Saved entries:
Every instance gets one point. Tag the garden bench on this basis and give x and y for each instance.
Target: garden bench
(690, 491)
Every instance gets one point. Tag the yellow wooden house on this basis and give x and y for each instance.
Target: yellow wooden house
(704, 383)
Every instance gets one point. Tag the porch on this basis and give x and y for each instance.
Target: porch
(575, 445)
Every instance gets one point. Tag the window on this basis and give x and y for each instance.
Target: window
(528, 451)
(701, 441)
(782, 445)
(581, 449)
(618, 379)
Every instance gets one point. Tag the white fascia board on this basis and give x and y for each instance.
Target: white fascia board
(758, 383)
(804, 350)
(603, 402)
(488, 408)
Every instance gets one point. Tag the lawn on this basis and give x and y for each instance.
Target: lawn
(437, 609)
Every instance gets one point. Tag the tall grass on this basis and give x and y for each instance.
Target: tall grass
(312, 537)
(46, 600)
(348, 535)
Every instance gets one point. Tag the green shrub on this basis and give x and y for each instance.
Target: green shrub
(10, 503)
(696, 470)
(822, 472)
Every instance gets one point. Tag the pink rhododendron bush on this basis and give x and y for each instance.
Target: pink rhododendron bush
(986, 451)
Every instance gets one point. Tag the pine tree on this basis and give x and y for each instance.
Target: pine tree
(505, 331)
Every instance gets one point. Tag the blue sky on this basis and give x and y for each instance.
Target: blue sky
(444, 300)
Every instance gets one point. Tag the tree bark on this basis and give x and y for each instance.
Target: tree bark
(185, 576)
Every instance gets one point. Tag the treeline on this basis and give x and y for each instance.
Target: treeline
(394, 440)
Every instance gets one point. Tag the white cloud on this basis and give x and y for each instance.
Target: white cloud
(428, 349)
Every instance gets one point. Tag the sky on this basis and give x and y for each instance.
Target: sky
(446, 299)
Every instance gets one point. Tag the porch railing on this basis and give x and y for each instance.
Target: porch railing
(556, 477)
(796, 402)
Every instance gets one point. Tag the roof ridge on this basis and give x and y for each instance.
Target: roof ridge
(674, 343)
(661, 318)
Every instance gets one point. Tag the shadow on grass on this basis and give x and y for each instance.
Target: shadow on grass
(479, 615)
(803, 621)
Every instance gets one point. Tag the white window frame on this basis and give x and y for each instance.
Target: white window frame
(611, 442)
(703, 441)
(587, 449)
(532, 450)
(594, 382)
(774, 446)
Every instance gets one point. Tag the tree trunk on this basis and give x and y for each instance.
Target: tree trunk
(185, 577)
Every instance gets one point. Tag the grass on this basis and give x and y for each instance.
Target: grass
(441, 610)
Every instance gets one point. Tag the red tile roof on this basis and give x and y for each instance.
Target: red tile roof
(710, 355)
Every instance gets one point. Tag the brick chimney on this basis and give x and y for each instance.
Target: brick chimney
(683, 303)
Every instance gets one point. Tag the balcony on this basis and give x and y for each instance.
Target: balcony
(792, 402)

REQUIRED WORK:
Exactly as they appear above, output the lines of the data from the first through the one that contains "Every instance gets one point. Tag the yellow", and only those lines.

YOUR RESPONSE:
Every instance gets one point. Tag the garden bench on this basis and give x and y for each instance.
Target: garden bench
(690, 491)
Every instance gets one point. Tag the yellow wooden house on this basis and give x and y for each instance.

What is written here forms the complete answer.